PROBLEM REQUIREMENTS: Would you output the whole listing below, exactly as it reads?

RECORDS SUPPLIED:
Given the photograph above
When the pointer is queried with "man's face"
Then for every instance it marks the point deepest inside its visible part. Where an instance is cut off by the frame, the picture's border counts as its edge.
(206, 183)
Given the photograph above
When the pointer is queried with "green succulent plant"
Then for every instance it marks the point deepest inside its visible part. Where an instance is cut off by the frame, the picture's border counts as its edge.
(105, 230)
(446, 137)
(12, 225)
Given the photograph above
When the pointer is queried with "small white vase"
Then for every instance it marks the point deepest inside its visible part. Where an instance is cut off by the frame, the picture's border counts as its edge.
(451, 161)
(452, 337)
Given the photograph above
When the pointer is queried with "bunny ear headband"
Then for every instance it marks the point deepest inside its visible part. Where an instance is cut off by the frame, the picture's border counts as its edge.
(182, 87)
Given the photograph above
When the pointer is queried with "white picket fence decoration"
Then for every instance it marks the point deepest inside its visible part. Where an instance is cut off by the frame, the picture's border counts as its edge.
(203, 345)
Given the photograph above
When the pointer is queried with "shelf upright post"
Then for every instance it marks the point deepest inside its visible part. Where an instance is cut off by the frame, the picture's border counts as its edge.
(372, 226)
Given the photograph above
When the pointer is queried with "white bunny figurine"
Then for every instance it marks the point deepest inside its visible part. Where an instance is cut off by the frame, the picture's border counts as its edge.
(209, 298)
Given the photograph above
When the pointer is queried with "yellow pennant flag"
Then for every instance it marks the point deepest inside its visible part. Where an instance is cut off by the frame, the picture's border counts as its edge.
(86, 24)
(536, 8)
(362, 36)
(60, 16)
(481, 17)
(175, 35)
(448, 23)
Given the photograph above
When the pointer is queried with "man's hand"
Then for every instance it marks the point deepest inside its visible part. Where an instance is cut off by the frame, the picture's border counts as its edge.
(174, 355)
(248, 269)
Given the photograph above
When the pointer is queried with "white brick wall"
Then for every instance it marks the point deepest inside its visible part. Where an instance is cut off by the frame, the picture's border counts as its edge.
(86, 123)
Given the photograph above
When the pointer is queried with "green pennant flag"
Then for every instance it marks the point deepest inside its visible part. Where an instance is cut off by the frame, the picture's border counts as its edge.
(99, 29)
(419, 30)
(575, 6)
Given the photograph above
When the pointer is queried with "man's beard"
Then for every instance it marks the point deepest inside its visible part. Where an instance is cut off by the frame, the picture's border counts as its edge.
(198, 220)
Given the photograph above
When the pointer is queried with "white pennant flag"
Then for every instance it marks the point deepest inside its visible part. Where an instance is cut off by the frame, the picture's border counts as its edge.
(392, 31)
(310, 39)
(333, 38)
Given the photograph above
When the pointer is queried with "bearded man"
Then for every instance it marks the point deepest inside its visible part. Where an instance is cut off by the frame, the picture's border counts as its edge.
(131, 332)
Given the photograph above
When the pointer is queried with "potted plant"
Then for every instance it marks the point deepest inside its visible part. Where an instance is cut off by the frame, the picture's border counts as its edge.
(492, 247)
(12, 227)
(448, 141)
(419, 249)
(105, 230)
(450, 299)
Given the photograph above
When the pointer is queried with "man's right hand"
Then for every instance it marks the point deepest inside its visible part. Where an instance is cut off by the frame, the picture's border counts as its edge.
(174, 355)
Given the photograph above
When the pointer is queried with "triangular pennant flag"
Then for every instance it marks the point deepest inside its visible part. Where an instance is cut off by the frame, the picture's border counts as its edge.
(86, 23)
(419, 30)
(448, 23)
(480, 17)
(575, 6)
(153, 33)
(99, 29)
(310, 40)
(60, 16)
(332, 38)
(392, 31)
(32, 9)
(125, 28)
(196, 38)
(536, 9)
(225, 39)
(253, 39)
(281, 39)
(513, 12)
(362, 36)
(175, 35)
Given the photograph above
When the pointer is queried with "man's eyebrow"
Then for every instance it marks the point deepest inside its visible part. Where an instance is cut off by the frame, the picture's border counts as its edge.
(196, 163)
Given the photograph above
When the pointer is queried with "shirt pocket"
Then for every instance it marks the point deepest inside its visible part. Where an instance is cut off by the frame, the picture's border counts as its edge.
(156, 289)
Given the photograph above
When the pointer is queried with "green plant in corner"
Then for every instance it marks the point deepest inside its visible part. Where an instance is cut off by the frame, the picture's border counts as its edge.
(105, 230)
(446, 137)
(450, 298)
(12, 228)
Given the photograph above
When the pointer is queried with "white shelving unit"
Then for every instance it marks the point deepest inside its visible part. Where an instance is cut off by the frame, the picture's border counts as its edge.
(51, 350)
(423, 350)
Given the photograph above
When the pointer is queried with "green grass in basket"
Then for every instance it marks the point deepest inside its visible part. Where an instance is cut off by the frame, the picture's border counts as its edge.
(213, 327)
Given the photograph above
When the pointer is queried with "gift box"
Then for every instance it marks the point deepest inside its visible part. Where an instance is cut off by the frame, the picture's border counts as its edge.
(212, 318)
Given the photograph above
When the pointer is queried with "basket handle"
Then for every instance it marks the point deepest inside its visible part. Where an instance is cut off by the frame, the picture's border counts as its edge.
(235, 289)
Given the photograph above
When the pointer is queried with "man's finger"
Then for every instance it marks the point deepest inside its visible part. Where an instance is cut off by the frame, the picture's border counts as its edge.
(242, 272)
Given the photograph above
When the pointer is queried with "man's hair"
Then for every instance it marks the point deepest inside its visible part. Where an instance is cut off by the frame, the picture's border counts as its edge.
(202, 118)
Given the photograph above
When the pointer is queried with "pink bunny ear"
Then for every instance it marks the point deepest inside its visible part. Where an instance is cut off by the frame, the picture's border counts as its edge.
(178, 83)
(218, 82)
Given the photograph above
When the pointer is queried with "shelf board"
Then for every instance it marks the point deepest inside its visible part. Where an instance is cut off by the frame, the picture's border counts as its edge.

THE RESPONSE:
Given the photograph above
When the pointer is queried with "man's face"
Then for every instance it marks the point deepest inside its visible part. Where an instance is cut off by the frame, the picture's border counts as its edge.
(206, 183)
Given the photograph above
When the pointer is queried with "green succulent plant"
Then for every instance it marks the point deepest inside its visible part. Where an instance is cut off by the frame, the picture's border counts as its edge.
(105, 230)
(446, 137)
(12, 225)
Given the photograph above
When the pointer is queried with "small white vase"
Then for every instance it marks the point deepest inside its visible part. Where an instance is cut off by the frame, the picture's border counts as its edge.
(451, 161)
(452, 337)
Given the photograph above
When the pointer is queried with "bunny ear headband"
Then for every instance it marks the point deepest inside its visible part. Where an instance is cut off by the frame, the picture's border counts as its edge.
(182, 87)
Given the photograph above
When the pointer is queried with "white picket fence decoration"
Then for every instance it marks the point deepest inside its visible part. Where an instance is cut off by the frame, the picture's border counts as its edge.
(203, 345)
Given the photograph above
When the pointer is queried with "shelf upright post"
Then for every instance it marks the point deepest inside its visible part. Where an instance is cut off by the frame, the picture's border counts as its edge.
(372, 226)
Given the photograph above
When the pointer is queried with "white bunny figurine"
Then for every instance it marks the point deepest inside its visible part. Where an instance is cut off by the frame, the picture's border counts as its edge.
(209, 298)
Given the photograph above
When the pointer is queried with "yellow pennant flag"
Then for every instance it marks the point deepest inside its visible part. Where an instance is cut off by the frame, the picture's border counts as its edge.
(86, 24)
(536, 8)
(362, 36)
(60, 16)
(481, 17)
(175, 35)
(448, 23)
Given the photograph above
When the pointer is queried with "man's hand"
Then for every instance it marks the point deepest inside its visible part. Where an instance is cut off by the frame, the picture's border counts as its edge.
(174, 355)
(248, 269)
Given the photograph above
When the pointer is queried with "white brick wall"
Then for every instance it marks the point deepest inside its visible part. Where an instance is cut off by the frame, the picture's border counts as its edge.
(86, 123)
Given the photograph above
When the pointer is queried with "green pennant flag"
Then for every instance it marks the point deepest inside its visible part. Where an instance is cut off by the frame, the picture's border counts as its edge.
(99, 29)
(419, 30)
(575, 6)
Given the photograph above
When the pointer is queried with "man's beard"
Then for every instance it marks the point deepest inside its visible part. Where an instance is cut off by the frame, the picture's border counts as its edge.
(198, 220)
Given the photograph above
When the pointer is queried with "white pennant flag"
Then for every instance it marks the point deepest inside its visible part. Where an instance is cut off by the frame, the picture's border counts as its edge.
(392, 31)
(310, 39)
(333, 38)
Given the photograph above
When the pointer is queried with "bearded man"
Then for every instance it marks the point deepest inside its visible part. Where an instance is cut off by the frame, the picture's border counts as its edge.
(131, 332)
Given the photograph above
When the pointer is queried with "potted plant"
Then for every instance it marks the point deepest inside its visible part. Where an instance is cut off by the frame, the picture's border counts as its edge.
(492, 247)
(12, 227)
(448, 141)
(419, 249)
(105, 230)
(450, 299)
Given the photograph above
When the pointer is queried with "man's right hand"
Then for every instance it marks the point deepest inside its visible part. Where an instance is cut off by the frame, the picture's border counts as its edge.
(174, 355)
Given the photograph above
When the pointer is queried with "triangular pennant flag"
Then for every instance it marks the point deepest inside its visible part. Where an instance is cut off by the frame, the picture's border counts as its edge.
(86, 23)
(419, 30)
(448, 23)
(480, 17)
(575, 6)
(153, 33)
(99, 29)
(310, 40)
(60, 16)
(332, 38)
(392, 31)
(32, 9)
(125, 28)
(196, 38)
(536, 9)
(225, 39)
(253, 39)
(281, 39)
(513, 12)
(362, 36)
(175, 35)
Given the photograph above
When the pointer is queried with "man's eyebrow"
Then for every instance it marks the point deepest inside its visible part. Where an instance is cut off by the frame, the picture's border counts as its edge.
(196, 163)
Given the photograph above
When the pointer is queried with "shirt pocket"
Then for every instance it marks the point deepest inside its visible part. Where an instance is cut off by the frame, the picture's border counts as its edge.
(156, 289)
Given the photograph above
When the pointer is queried with "green plant in corner"
Then for every instance it marks the point deepest inside its visible part. Where an instance is cut off by the frame, the picture's border counts as its edge.
(105, 230)
(446, 137)
(450, 298)
(12, 228)
Given the photograph above
When the pointer is queried with "white shelving unit"
Then for every instance it marks the point deepest inside its visible part. Where an instance is cut off by the frame, the picture's border counts as its edge.
(51, 350)
(423, 350)
Given the photograph above
When the pointer is queried with "green grass in basket"
Then for every instance it marks the point deepest inside its visible part. Where an instance is cut off by the frame, the picture's border counts as its edge.
(213, 327)
Given the photograph above
When the pointer is queried with "gift box"
Then for every instance it marks the point deepest inside its visible part. Where an instance is cut off by the frame, the picture's border counts as its edge.
(212, 318)
Given the photograph above
When the pointer is queried with "basket handle"
Then for every instance it marks the point deepest inside its visible part. Where an instance is cut off by the frame, the picture's border counts as its edge.
(235, 289)
Given the photograph above
When the pointer is queried with "man's finger"
Then for every instance it marks the point deepest inside its visible part. Where an instance is cut off by the frame, the picture's border counts as its edge.
(242, 272)
Given the photograph above
When the pointer is queried with "man's hair"
Then for every instance it marks the point deepest inside its visible part. Where an instance is cut off by the frame, the picture's border counts as its edge.
(202, 118)
Given the photograph above
When the pointer is queried with "pink bunny ear"
Then for every instance it marks the point deepest inside its visible part. Where an instance is cut off by the frame, the picture's border counts as its edge.
(178, 83)
(218, 82)
Given the photograph above
When the pointer is queried with "shelf board"
Then for every instance it marks the point deepest inside its visible part. Where an instance is cut off by the frame, the picture's border counts as its edge.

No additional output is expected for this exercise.